Work required>
From the records below, give the number of lines that include the word "house". Add no other words.

Input for this task>

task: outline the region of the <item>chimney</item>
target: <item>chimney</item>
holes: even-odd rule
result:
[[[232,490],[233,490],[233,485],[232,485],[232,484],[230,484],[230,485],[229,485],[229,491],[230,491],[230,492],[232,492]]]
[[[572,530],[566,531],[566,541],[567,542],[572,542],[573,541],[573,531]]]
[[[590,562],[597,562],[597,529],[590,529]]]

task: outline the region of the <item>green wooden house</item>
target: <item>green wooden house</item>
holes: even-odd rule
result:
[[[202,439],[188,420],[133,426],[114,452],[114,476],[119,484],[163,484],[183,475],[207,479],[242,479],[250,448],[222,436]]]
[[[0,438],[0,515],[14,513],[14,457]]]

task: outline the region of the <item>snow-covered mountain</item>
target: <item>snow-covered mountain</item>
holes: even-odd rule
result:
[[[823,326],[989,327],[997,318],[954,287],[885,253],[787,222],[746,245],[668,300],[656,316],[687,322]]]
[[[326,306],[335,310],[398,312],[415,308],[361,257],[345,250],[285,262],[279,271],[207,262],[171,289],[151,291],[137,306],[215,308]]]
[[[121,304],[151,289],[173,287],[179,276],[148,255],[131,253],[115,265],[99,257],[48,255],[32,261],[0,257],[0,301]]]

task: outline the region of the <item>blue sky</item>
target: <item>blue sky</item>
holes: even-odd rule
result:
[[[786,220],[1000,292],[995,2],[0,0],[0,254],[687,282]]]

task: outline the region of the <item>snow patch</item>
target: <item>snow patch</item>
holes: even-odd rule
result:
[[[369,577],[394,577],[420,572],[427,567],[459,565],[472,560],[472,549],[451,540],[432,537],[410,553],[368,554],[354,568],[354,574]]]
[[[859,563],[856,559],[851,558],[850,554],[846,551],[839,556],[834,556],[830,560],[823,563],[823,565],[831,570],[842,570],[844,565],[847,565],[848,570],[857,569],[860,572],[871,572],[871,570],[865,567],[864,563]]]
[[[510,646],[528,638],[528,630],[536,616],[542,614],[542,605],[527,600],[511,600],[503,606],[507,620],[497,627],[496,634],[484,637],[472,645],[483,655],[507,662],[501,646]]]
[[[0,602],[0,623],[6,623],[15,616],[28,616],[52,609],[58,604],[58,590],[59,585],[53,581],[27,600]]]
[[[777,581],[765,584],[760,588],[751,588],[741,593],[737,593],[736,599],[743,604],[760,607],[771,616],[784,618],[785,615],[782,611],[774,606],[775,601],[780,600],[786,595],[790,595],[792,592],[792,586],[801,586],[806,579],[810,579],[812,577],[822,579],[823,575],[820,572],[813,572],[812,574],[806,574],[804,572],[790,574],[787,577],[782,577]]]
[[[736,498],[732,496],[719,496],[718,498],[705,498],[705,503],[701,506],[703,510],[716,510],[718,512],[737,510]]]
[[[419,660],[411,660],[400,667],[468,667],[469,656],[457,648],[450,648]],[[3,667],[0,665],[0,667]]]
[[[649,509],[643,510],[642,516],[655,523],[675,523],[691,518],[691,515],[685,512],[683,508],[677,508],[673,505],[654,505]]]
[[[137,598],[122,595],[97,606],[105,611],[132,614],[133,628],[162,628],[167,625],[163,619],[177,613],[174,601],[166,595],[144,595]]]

Solution for this exercise>
2